> **DATA FOR THIS TASK**
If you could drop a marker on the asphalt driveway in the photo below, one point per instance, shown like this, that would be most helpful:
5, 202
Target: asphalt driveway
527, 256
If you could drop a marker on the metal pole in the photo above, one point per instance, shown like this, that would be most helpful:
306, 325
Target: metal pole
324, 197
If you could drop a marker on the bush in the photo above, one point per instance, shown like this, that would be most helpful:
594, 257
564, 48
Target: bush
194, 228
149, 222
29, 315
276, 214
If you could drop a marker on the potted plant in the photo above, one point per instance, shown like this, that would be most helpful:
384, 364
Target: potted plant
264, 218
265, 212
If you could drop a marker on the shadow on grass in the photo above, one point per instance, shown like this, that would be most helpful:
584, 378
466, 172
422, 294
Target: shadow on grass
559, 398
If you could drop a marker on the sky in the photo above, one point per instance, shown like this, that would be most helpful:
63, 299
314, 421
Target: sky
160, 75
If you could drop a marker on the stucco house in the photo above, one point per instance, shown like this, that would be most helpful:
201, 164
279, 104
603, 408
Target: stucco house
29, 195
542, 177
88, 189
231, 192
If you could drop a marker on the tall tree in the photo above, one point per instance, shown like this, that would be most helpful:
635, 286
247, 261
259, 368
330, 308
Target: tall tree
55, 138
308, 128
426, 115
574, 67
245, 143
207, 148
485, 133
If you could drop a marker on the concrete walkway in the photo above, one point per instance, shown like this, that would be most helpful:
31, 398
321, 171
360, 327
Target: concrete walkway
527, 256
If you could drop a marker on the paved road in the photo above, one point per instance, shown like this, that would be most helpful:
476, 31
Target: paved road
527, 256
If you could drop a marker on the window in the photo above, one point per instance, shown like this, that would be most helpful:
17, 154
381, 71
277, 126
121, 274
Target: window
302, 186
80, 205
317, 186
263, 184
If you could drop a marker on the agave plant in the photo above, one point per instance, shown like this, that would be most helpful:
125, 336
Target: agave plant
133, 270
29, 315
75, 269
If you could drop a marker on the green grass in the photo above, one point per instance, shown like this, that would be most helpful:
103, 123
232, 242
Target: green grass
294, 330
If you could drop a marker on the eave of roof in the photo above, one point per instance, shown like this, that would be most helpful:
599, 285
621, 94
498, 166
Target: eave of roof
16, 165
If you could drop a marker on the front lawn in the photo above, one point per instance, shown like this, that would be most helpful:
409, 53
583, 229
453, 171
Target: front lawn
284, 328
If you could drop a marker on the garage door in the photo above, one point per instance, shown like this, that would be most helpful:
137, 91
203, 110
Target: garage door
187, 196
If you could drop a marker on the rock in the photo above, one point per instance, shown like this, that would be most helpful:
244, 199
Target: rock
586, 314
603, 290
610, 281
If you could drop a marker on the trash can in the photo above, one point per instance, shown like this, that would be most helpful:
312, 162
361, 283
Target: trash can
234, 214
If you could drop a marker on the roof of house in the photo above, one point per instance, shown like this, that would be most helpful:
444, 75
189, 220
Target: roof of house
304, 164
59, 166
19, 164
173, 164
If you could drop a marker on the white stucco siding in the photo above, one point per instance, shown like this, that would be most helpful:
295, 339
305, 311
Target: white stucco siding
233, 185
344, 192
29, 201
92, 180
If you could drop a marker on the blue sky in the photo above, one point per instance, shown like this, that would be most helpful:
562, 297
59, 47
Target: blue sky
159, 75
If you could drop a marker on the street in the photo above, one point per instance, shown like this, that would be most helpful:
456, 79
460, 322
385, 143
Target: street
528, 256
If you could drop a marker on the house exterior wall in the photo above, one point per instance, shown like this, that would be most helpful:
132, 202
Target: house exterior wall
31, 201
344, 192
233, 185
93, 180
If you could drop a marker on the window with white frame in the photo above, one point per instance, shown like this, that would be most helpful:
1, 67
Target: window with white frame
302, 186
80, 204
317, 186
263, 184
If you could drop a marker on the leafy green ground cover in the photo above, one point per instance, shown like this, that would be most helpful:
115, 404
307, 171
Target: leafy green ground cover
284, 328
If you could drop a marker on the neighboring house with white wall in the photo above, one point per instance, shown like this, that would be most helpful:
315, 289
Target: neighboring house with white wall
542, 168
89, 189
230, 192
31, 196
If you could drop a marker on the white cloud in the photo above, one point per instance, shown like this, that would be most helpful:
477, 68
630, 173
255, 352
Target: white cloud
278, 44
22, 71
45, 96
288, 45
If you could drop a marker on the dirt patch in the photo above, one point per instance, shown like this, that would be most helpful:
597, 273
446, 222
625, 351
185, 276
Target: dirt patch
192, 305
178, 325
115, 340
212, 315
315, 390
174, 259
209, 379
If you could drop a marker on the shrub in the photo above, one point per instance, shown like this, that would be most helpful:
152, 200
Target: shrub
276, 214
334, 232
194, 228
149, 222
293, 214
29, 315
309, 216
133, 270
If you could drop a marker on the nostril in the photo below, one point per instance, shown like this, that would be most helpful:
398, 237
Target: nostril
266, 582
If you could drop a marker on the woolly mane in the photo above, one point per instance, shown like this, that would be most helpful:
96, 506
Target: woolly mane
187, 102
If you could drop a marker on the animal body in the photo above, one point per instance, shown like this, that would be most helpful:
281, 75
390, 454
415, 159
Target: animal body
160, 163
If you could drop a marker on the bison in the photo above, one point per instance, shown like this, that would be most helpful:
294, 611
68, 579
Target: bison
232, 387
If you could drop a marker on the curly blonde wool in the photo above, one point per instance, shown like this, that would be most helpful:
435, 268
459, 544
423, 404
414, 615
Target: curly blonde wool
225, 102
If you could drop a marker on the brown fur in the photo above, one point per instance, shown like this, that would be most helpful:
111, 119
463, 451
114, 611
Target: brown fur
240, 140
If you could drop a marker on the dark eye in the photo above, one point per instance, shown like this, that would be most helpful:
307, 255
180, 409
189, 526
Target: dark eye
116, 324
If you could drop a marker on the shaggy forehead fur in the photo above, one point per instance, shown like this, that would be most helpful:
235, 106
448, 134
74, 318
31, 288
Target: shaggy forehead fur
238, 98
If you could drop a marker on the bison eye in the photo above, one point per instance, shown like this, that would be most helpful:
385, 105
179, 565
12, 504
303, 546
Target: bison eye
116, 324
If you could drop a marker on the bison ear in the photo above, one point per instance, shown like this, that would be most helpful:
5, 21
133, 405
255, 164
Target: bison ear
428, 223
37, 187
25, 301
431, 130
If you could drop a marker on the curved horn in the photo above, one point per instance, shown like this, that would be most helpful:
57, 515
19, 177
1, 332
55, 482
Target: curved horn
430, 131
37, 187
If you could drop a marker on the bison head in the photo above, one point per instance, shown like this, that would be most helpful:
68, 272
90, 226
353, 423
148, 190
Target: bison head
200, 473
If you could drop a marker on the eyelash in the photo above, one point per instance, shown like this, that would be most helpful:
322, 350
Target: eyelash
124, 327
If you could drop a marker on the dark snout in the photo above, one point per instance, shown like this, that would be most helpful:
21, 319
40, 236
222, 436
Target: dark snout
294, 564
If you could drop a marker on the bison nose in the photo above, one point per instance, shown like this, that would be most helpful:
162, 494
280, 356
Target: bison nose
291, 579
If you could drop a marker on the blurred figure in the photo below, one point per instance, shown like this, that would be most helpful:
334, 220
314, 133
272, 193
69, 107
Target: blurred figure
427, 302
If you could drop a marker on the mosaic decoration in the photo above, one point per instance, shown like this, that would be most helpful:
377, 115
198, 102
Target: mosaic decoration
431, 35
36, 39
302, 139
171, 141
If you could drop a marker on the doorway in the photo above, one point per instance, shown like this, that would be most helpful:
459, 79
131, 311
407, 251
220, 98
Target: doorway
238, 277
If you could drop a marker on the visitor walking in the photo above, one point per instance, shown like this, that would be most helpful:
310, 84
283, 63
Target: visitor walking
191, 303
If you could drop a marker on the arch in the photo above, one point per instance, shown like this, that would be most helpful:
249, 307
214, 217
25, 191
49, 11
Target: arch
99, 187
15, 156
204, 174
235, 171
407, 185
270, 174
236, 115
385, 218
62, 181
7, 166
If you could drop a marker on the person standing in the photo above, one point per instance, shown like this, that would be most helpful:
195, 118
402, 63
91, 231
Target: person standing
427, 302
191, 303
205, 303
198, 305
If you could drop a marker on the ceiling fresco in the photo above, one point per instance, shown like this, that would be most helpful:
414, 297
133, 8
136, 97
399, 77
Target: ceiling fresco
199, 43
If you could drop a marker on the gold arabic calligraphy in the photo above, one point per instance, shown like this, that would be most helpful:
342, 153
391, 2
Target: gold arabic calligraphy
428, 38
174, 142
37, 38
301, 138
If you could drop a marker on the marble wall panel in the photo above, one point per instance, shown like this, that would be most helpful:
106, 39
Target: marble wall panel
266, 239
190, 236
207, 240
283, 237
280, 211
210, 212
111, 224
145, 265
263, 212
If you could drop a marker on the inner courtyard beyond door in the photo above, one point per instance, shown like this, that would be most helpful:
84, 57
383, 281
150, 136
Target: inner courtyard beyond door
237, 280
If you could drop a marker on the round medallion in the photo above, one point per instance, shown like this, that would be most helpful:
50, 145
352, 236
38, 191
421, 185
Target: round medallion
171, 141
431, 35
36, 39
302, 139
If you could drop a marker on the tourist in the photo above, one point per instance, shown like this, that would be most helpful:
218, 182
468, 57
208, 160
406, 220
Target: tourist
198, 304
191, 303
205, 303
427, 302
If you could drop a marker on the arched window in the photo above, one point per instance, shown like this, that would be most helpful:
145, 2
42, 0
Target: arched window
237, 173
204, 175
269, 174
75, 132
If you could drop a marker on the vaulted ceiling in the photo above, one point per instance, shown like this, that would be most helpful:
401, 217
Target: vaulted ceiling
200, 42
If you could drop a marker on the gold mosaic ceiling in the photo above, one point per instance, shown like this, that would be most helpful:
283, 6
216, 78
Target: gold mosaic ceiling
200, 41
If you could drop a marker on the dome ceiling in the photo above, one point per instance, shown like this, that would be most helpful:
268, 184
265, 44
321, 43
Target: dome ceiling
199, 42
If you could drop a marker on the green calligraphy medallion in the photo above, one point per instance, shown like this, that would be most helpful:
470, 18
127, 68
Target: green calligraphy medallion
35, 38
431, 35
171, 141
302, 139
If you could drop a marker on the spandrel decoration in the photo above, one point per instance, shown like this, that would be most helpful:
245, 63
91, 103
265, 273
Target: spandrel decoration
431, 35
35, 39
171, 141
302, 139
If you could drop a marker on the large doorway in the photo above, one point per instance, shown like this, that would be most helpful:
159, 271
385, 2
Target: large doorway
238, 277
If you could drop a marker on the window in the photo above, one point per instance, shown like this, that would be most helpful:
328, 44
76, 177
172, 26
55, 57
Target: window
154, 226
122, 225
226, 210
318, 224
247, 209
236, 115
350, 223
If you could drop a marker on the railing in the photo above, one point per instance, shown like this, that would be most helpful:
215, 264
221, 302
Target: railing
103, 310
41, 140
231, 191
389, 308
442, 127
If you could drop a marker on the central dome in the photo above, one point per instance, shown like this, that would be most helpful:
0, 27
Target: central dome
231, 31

--

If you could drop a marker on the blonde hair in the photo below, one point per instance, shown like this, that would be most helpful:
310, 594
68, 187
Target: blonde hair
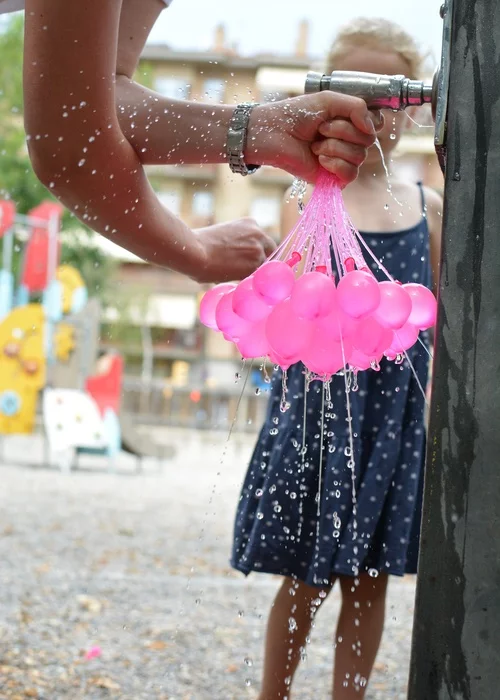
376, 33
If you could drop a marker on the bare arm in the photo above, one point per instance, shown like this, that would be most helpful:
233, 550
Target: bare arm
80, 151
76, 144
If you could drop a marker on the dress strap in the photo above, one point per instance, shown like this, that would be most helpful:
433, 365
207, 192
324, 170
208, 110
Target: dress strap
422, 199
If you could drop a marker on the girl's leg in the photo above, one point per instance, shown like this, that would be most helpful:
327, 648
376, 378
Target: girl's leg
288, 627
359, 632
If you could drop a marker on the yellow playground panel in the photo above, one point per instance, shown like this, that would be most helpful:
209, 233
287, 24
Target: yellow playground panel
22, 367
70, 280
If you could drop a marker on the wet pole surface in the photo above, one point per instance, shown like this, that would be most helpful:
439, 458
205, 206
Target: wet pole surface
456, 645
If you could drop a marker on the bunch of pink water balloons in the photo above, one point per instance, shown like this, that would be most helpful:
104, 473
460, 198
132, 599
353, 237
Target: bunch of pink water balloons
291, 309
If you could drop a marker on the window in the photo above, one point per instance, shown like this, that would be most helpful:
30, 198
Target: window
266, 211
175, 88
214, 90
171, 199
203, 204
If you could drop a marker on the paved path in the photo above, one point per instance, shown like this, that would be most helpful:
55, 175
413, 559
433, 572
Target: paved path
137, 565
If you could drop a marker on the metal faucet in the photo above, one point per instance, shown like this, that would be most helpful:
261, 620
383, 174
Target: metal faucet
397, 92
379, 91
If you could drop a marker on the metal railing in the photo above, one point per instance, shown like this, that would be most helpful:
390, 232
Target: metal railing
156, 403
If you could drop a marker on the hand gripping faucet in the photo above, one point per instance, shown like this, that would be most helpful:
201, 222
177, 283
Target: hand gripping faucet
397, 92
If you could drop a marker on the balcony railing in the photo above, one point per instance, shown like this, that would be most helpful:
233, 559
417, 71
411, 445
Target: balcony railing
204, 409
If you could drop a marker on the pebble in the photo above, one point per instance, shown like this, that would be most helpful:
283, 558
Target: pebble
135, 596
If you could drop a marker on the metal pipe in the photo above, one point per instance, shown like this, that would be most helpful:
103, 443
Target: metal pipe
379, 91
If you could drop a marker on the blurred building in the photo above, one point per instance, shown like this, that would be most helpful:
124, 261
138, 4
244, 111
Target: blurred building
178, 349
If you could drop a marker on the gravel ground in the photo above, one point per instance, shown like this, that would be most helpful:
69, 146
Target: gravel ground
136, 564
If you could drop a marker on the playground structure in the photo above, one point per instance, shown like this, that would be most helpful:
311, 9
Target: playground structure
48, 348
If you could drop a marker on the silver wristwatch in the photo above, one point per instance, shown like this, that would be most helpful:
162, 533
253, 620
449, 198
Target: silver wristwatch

> **WHAT IS BEING ASKED**
Report every line of the material that contains the string “curly”, copying each such line in full and counting only matches in the same case.

> **ANSWER FOR THIS EXERCISE**
If you could drop a marker on the curly blonde wool in the photo above, one point per instance, shown like this, that would be most helpful:
Target: curly blonde wool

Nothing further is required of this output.